Problem details => How many lines of the material below contain the word "target"? Reply with the number alone.

Supplied entries =>
····················
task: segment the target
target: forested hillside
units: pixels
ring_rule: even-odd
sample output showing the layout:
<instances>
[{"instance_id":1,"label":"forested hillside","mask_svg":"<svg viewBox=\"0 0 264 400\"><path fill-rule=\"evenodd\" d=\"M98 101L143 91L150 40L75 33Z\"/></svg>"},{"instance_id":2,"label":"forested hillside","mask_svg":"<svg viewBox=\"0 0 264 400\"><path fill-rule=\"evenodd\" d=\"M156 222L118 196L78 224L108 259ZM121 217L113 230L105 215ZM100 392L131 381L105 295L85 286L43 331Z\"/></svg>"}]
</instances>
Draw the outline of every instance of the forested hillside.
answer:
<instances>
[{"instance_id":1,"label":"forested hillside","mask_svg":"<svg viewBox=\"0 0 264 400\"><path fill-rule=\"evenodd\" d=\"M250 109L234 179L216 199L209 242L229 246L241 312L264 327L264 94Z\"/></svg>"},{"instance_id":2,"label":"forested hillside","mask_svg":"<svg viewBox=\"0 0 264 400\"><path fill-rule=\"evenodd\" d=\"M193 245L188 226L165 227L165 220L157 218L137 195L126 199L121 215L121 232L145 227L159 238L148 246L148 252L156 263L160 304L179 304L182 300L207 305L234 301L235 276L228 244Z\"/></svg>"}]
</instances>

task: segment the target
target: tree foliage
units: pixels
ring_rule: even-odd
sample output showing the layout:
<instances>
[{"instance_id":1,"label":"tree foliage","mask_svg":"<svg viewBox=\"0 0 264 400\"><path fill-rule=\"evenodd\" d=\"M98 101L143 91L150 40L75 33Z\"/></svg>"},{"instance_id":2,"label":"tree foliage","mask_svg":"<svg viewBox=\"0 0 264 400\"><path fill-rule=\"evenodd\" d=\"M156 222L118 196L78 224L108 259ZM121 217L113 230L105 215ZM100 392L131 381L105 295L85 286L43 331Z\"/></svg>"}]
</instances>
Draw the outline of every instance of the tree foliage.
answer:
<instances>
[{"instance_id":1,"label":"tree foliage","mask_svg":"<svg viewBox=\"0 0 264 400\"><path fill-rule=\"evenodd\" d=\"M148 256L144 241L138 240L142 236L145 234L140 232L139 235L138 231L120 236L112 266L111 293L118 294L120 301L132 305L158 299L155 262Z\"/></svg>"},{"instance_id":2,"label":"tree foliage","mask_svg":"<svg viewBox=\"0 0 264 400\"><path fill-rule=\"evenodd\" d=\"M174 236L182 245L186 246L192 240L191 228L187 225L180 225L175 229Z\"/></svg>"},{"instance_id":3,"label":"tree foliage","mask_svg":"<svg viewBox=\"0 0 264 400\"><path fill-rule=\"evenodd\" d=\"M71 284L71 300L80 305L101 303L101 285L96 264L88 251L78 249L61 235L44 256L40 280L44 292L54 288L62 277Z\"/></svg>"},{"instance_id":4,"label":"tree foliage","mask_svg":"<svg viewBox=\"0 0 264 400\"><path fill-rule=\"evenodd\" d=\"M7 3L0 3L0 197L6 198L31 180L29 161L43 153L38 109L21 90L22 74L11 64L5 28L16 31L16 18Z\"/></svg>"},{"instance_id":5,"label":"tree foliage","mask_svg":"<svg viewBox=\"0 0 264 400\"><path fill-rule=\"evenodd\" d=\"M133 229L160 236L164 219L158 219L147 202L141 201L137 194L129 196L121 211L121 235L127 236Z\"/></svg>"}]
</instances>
····················
Exercise response => 4